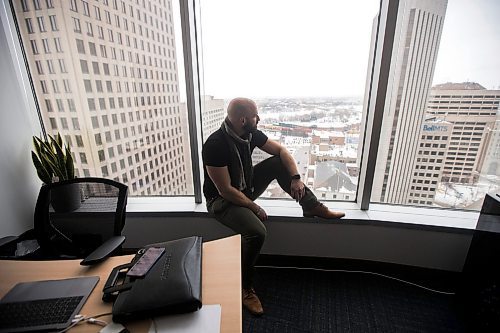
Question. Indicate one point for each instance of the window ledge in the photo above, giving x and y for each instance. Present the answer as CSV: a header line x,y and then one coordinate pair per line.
x,y
288,208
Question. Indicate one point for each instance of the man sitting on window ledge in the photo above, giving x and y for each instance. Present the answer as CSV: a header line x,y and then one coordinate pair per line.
x,y
232,184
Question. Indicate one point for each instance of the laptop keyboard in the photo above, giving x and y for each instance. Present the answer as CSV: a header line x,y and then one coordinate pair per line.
x,y
37,313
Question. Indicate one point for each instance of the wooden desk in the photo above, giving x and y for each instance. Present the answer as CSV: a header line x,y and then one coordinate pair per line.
x,y
221,282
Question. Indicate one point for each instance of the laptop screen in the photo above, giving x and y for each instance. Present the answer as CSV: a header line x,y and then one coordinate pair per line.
x,y
44,305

----

EXERCISE
Give the data above again, exactly, with every picture removed.

RESPONSE TO THE EXERCISE
Question. Indicate one point for each instance of the window ledge in the photo above, giving x and y for each instance. Present the answer as CSV: a header line x,y and then one coordinate pair per line.
x,y
288,208
Question. Indicate one point for each instance of the man sitting on window ledge in the photo above, giving x and y for each instance. Present the answer as CSV: a header line x,y and then one coordinate pair per line.
x,y
232,184
Question. Indicate one point for each instance of the laptop keyboard in the photo above, giving x and y for each instance. Present the answer as CSV: a header line x,y and then one coordinate pair per line.
x,y
37,313
Question. Indicate one point for each instance of the wooden desk in the photo above, giving x and y for each instance. Present the answer as CSV: a header line x,y and then one coordinate pair per line.
x,y
221,282
Question. Indicate one point for each instance of the laptop screen in the photo above, giving x and y for each instance. Present the answer as CSV: a header line x,y and then one coordinate pair per line.
x,y
44,305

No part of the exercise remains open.